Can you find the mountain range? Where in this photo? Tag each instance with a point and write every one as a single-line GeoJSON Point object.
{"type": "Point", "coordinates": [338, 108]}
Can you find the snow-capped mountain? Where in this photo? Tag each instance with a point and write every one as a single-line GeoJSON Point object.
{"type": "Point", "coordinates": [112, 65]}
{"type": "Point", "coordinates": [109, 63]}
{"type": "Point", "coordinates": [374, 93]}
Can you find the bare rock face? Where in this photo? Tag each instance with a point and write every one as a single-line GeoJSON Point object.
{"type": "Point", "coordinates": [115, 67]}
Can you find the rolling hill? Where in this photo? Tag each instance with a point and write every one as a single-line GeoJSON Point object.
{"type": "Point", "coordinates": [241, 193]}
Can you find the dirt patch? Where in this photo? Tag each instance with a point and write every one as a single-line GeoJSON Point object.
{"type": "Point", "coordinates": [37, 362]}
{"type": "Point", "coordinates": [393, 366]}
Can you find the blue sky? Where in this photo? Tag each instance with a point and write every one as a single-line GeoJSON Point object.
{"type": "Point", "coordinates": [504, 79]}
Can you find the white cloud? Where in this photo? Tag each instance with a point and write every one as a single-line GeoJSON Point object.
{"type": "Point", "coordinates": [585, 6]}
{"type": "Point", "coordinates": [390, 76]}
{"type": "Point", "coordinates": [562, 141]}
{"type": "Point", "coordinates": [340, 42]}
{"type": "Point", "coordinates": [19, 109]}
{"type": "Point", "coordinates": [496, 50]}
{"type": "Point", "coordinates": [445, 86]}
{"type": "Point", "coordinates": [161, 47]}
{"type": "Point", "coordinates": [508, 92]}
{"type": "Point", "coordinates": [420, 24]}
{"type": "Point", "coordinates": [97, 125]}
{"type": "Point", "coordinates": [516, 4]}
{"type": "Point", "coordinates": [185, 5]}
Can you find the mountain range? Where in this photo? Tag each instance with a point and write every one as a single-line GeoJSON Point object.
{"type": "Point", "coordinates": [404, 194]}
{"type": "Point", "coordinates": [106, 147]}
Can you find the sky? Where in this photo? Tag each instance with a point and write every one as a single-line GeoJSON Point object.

To do: Set down the entries verbatim, leaving none out.

Result:
Can you find the mountain range? Where in this photo? Tag each instance with a point and write every one as a single-line GeoJSON Point object.
{"type": "Point", "coordinates": [338, 108]}
Can you find the snow-capped mountain? Where in this photo? Tag each instance with a point and write every one as a single-line GeoJSON Point object.
{"type": "Point", "coordinates": [112, 65]}
{"type": "Point", "coordinates": [109, 63]}
{"type": "Point", "coordinates": [374, 93]}
Can you find the bare rock face? Where in this photo? Tag each instance with a point and write every one as a single-line GeoJSON Point object.
{"type": "Point", "coordinates": [115, 67]}
Can you find the rolling hill? Where in this photo? Tag each instance with a point and write every one as a single-line GeoJSON Point object.
{"type": "Point", "coordinates": [241, 193]}
Can you find the dirt patch? Where in this photo? Tag each instance with a point and write every one as a single-line GeoJSON Point object.
{"type": "Point", "coordinates": [37, 362]}
{"type": "Point", "coordinates": [393, 366]}
Can you find the blue sky? Where in this photo? Tag each instance with a point and write every one as a single-line GeoJSON Point object.
{"type": "Point", "coordinates": [504, 79]}
Can you find the white cloud? Where in this photo? Tag each instance with a point and write every one as a single-line GeoJSON Point object.
{"type": "Point", "coordinates": [585, 6]}
{"type": "Point", "coordinates": [390, 76]}
{"type": "Point", "coordinates": [562, 141]}
{"type": "Point", "coordinates": [340, 42]}
{"type": "Point", "coordinates": [19, 109]}
{"type": "Point", "coordinates": [496, 50]}
{"type": "Point", "coordinates": [445, 86]}
{"type": "Point", "coordinates": [161, 47]}
{"type": "Point", "coordinates": [508, 92]}
{"type": "Point", "coordinates": [420, 24]}
{"type": "Point", "coordinates": [97, 125]}
{"type": "Point", "coordinates": [516, 4]}
{"type": "Point", "coordinates": [185, 5]}
Can you find the mountain range? Where in this photo? Tag each instance with a point and write every one as a single-line GeoJSON Point object.
{"type": "Point", "coordinates": [404, 194]}
{"type": "Point", "coordinates": [106, 147]}
Can you find the sky? Where in this photo? Tag each instance with a point and write every one as a single-line GeoJSON Point object.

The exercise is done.